» **Task requirements**
List every line of the items below that contains the string "clicks", treating uppercase and lowercase as different.

*** Information shown Section Begins ***

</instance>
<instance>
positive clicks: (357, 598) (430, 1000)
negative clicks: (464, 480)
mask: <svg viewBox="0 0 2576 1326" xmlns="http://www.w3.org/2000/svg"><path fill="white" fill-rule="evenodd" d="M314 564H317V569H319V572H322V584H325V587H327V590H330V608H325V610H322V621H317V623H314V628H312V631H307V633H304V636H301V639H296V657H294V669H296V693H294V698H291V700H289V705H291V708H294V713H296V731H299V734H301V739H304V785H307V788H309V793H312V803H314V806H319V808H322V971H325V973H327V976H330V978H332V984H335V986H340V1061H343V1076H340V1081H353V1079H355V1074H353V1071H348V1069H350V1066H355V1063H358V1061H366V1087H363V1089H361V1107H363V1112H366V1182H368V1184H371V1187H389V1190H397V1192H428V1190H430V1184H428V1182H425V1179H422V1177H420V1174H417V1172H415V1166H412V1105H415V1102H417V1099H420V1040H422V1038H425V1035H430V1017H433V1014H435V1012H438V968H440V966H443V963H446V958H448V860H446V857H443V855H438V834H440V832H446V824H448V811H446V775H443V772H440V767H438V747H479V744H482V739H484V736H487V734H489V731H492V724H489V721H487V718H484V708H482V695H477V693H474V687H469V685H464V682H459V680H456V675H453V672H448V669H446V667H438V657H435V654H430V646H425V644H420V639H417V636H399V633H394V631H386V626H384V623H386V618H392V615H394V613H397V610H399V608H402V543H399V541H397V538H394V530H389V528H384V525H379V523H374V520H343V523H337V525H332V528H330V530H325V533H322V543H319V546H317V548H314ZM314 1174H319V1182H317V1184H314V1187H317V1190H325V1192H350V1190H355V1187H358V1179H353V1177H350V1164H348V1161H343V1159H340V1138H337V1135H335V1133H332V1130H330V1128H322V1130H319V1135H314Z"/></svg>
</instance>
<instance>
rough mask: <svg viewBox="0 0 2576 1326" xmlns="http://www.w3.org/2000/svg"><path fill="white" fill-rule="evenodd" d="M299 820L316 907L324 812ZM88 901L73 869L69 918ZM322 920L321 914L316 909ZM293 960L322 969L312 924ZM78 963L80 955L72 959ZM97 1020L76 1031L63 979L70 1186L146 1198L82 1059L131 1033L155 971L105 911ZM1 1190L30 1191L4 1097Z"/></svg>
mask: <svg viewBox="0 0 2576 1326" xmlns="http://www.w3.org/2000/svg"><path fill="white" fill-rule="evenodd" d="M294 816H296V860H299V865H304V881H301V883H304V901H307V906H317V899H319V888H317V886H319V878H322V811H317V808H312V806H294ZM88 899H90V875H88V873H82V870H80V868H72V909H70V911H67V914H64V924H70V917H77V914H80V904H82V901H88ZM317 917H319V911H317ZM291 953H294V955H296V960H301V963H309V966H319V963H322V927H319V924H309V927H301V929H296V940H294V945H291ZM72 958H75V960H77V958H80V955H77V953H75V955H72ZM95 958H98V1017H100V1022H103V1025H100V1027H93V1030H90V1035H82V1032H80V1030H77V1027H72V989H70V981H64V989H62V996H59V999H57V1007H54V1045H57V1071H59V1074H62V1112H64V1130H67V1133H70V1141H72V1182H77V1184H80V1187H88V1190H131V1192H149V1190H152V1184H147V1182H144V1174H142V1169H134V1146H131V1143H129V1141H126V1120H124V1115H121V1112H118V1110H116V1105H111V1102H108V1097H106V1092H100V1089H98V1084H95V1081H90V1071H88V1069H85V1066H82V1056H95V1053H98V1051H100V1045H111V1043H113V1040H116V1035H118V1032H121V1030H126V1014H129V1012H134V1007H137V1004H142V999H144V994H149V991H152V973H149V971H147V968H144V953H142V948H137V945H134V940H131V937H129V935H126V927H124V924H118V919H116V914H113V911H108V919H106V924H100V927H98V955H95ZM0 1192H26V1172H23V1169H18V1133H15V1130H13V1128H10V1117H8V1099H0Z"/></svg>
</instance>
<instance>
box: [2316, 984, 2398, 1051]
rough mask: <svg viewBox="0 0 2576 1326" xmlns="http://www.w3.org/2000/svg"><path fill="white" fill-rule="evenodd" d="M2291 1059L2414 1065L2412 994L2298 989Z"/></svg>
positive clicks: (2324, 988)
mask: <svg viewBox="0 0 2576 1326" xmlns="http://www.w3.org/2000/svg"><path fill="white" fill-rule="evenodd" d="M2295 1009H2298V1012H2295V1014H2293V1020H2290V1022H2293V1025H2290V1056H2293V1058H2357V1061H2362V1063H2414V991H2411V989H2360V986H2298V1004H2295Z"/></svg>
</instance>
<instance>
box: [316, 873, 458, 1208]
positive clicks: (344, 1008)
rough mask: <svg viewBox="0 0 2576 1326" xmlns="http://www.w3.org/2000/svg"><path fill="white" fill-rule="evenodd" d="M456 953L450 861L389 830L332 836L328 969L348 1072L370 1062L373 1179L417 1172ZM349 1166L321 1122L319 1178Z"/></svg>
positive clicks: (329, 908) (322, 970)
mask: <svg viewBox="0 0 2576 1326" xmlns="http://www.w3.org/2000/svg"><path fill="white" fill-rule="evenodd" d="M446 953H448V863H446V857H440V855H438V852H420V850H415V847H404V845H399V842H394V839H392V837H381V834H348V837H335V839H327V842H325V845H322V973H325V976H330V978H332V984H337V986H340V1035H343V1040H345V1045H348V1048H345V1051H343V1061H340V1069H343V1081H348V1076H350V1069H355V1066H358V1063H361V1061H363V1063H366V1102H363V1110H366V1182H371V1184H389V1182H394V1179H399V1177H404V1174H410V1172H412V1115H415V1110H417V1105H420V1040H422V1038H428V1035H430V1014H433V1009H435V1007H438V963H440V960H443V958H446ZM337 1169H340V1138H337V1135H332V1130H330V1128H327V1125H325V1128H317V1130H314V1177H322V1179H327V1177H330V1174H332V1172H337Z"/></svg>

*** Information shown Section Ends ***
*** Information shown Section Begins ***

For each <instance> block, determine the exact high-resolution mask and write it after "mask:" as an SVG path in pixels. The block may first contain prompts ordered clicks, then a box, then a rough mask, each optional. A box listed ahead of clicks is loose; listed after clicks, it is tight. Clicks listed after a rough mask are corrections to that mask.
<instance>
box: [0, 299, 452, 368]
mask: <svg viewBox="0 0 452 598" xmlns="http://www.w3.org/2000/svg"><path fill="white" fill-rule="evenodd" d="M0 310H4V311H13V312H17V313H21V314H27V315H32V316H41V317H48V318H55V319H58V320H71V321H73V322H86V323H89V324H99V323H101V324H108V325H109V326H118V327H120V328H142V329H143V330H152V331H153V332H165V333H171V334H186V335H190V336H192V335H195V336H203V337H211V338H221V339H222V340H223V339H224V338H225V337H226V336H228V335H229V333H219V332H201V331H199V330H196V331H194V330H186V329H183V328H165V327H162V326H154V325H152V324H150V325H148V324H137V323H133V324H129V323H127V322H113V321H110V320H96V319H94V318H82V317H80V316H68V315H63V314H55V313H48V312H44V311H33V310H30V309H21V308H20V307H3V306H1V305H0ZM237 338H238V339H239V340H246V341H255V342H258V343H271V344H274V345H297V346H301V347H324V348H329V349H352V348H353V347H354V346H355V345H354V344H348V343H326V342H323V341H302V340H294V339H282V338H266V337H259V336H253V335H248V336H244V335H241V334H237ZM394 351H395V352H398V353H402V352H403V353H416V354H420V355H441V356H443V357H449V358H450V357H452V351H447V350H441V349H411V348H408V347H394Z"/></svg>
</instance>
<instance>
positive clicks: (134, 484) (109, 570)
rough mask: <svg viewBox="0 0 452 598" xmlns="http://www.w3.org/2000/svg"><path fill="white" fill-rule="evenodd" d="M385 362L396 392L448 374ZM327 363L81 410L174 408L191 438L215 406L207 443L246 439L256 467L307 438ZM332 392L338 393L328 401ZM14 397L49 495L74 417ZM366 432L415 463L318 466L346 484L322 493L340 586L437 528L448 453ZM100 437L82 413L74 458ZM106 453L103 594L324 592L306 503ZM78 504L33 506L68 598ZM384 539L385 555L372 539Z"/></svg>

*** Information shown Section Ends ***

» **Result**
positive clicks: (357, 598) (430, 1000)
negative clicks: (464, 480)
positive clicks: (2324, 988)
positive clicks: (344, 1008)
positive clicks: (329, 908) (322, 970)
For each <instance> block, determine the exact high-resolution mask and write it after "mask:" as an SVG path in pixels. The block may first contain prompts ordered clicks, then a box, then a rough mask, each optional. A box listed ahead of clicks is loose; listed after clicks, it is tight. Clicks listed after a rough mask are corrections to that mask.
positive clicks: (134, 484) (109, 570)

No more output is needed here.